● SUPPLIED DATA
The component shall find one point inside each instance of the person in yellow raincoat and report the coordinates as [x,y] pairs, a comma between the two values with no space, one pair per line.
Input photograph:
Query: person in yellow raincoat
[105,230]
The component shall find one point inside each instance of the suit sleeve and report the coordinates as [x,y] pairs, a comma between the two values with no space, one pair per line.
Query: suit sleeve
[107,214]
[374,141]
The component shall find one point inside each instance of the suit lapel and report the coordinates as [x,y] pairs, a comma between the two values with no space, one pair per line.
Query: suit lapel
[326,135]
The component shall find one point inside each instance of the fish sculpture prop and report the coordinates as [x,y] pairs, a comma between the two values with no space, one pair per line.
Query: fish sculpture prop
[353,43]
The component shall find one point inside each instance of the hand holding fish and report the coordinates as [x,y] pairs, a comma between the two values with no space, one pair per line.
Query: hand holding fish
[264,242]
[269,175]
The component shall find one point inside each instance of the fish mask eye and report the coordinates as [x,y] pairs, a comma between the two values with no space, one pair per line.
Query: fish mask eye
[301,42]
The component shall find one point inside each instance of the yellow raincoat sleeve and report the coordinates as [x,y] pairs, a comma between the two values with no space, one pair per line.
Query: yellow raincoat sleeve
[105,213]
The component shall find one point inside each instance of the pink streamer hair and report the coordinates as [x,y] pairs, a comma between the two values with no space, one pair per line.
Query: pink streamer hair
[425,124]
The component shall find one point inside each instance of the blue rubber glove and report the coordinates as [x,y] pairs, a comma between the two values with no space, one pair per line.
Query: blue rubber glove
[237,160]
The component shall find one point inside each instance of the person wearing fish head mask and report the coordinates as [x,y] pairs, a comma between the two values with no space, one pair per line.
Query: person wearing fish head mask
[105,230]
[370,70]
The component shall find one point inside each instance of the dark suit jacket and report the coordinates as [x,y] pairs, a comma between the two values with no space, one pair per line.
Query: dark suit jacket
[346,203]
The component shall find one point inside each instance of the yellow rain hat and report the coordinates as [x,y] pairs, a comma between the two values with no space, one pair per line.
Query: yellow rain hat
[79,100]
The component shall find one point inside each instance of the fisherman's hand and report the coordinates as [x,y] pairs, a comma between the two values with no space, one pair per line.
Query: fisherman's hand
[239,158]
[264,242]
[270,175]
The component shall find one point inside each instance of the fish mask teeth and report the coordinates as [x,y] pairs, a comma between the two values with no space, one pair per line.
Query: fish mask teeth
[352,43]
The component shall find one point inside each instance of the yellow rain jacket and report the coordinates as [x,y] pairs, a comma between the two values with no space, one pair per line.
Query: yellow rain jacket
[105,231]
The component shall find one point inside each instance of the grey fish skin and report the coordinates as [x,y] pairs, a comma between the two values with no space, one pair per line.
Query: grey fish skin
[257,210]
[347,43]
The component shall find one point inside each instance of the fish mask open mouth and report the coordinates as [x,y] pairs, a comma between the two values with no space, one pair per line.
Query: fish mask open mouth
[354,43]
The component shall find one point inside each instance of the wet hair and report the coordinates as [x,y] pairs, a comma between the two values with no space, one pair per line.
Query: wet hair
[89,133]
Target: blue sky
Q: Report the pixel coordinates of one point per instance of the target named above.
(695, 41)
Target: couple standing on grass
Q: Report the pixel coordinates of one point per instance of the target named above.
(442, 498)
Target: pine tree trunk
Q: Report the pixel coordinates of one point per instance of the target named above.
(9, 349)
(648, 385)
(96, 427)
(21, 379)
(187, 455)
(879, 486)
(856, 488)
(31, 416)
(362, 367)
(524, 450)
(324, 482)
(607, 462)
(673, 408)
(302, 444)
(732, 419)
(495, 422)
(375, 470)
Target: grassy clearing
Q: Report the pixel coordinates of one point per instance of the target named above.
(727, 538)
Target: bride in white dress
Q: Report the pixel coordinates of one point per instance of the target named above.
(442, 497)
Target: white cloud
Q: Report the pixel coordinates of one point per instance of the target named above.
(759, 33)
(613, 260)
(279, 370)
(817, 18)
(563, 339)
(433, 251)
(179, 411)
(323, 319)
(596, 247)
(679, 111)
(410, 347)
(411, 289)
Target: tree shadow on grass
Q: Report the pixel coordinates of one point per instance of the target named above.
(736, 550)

● PROBLEM TO WORK ON
Shift the data starting with the line that contains "Target: tree shadow on grass" and going on through the last line, copying every line in that span and adding -136 to each coordinate value in the answers.

● EXERCISE OUTPUT
Target: tree shadow on grass
Q: Report the pixel coordinates of one point per instance of the target named above.
(600, 414)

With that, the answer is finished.